Énoncé du problème 1
Répondez à ces questions sur le texte ci-dessous, consacré à la clause compromissoire :
(a) Quelles sociétés ont engagé la procédure arbitrale ?
(b) De quel délai le Maître d'Ouvrage dispose-t-il pour notifier sa décision, et à partir de quand ce délai court-il ?
(c) D'après le point 35, qu'est-ce qui seul investit l'arbitre de son pouvoir juridictionnel ?

Texte à lire
........

35. En vertu d’une règle matérielle du droit de l’arbitrage international, la clause compromissoire est indépendante juridiquement du contrat principal qui la contient, directement ou par référence. Son existence et son efficacité s’apprécient, sous réserve des règles impératives du droit français et de l’ordre public international, d’après la commune volonté des parties, qui seule investit l’arbitre de son pouvoir juridictionnel, sans qu’il soit nécessaire de se référer à une loi étatique.
36. Il résulte en l’espèce des pièces versées aux débats que la procédure arbitrale a été engagée par les sociétés Sogea Satom et Soletache Bachy International, non sur le fondement de l’article 79.4 du Cahier des clauses administratives générales, mais sur celui de l’article 52.1 du Cahier des clauses administratives particulières du marché litigieux.
37. Les développements consacrés par l’Etat du Cameroun à l’inapplicabilité de la clause compromissoire énoncée à l’article 79.4 du CCAG sont dès lors inopérants.
38. L’article 52.1 du CCAP stipule quant à lui, sous le titre « Règlement des litiges », que :
Tout litige entre le cocontractant et le Maître d’Ouvrage fera l’objet d’une tentative de règlement à l’amiable. Le cocontractant doit soumettre au Maître d’Ouvrage une requête amiable.
Le Maître d’Ouvrage dispose d’un délai de deux mois, à compter de la réception de la requête, pour notifier sa décision. L’absence de notification de décision dans ce délai vaut rejet de la requête.
A défaut de règlement amiable, le litige sera définitivement tranché selon le Règlement de conciliation et d’arbitrage de la Chambre de commerce internationale de [Localité 4], France, par un ou plusieurs arbitres nommés conformément à ce Règlement. Le lieu de règlement du litige sera [Localité 4].
39. Cette formulation exprime sans ambiguïté la commune volonté des parties de compromettre en soumettant à l’arbitrage, selon le règlement de la Chambre de commerce internationale de [Localité 4], tout litige pouvant naître de l’exécution du marché.

........

Enregistrements
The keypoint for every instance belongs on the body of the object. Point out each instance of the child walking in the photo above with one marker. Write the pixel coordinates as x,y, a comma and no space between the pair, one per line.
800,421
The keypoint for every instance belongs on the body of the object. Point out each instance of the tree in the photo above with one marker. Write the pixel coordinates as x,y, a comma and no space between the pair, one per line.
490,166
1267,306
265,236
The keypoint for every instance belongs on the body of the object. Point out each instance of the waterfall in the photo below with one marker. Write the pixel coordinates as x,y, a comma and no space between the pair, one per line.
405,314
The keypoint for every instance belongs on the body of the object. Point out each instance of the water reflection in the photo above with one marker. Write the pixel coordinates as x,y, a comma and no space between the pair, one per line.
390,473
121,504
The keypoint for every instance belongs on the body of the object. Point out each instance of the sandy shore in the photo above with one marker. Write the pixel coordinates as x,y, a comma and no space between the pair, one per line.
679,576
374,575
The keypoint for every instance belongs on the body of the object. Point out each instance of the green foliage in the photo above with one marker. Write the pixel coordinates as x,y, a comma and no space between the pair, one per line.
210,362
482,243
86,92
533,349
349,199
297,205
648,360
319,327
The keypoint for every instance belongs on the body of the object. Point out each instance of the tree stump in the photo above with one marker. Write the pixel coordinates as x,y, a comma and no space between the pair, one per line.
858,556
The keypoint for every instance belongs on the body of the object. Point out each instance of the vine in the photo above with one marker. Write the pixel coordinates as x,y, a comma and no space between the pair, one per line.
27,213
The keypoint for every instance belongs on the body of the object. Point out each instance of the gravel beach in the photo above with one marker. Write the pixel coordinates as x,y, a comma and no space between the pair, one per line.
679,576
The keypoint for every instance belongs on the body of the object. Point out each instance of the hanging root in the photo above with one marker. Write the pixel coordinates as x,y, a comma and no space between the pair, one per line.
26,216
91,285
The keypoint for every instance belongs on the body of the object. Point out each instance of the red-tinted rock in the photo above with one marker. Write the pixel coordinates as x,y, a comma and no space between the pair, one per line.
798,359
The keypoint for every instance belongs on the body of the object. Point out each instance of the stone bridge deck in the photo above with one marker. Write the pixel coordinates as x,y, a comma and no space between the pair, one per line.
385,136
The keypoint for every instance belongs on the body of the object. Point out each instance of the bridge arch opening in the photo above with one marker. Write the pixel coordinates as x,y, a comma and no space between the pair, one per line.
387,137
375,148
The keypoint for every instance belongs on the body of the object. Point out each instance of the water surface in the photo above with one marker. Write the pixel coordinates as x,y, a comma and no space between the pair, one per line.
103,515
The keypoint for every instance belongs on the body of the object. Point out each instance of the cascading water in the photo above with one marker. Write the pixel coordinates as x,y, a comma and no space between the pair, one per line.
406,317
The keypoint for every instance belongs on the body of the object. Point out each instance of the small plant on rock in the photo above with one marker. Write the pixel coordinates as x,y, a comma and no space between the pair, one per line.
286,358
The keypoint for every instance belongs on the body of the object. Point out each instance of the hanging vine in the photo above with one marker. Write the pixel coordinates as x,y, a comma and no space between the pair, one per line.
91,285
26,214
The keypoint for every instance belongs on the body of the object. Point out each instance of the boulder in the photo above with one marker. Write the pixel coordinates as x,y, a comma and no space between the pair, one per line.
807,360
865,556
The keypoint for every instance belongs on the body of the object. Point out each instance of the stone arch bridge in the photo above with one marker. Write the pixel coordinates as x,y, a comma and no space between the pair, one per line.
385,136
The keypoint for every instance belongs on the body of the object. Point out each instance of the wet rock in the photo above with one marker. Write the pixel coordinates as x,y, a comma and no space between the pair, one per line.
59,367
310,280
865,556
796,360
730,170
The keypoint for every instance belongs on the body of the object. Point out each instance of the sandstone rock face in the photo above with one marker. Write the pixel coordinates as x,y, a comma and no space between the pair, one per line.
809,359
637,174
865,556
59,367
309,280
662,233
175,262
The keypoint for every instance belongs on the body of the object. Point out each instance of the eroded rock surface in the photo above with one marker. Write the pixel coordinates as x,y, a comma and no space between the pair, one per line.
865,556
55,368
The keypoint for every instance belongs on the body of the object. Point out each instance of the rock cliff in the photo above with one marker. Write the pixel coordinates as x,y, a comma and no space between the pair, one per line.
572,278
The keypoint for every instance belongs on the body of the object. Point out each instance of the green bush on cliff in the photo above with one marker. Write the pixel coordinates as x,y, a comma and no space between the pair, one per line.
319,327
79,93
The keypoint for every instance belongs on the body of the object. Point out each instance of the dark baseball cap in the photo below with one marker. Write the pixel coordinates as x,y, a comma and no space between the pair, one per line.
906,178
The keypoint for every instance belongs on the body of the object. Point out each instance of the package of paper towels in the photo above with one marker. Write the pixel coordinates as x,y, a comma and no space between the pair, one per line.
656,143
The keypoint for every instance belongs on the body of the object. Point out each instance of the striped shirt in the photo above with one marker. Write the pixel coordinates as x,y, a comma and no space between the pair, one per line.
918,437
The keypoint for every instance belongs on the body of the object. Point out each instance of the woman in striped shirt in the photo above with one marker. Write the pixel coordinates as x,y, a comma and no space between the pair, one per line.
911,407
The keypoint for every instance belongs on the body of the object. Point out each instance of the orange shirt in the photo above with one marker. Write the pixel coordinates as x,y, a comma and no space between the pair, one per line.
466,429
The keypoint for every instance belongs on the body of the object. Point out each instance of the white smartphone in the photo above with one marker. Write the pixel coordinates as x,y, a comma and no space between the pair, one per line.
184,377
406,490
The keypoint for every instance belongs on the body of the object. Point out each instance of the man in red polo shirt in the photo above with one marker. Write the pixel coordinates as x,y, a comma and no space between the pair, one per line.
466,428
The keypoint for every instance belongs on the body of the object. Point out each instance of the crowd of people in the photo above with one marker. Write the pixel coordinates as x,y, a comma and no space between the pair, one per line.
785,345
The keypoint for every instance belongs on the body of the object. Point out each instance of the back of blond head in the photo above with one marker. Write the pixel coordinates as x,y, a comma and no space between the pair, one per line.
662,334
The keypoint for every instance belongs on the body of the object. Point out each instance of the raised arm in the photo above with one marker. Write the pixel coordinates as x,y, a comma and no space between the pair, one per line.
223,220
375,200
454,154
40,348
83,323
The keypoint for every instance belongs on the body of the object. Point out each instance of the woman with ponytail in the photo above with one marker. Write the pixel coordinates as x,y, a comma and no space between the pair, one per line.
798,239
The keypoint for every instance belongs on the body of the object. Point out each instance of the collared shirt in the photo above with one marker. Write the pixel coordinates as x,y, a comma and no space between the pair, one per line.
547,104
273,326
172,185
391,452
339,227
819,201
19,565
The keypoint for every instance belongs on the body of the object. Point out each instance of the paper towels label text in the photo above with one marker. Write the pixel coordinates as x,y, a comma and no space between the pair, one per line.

........

Énoncé du problème 2
Relevez toutes les lignes des enregistrements ci-dessus où figure le mot « cliff », et recopiez-les.

Réponse 1
(a) Les sociétés Sogea Satom et Soletache Bachy International.
(b) Un délai de deux mois, à compter de la réception de la requête.
(c) La commune volonté des parties.

Réponse 2
The keypoint for every instance belongs on the body of the object. Point out each instance of the rock cliff in the photo above with one marker. Write the pixel coordinates as x,y, a comma and no space between the pair, one per line.
The keypoint for every instance belongs on the body of the object. Point out each instance of the green bush on cliff in the photo above with one marker. Write the pixel coordinates as x,y, a comma and no space between the pair, one per line.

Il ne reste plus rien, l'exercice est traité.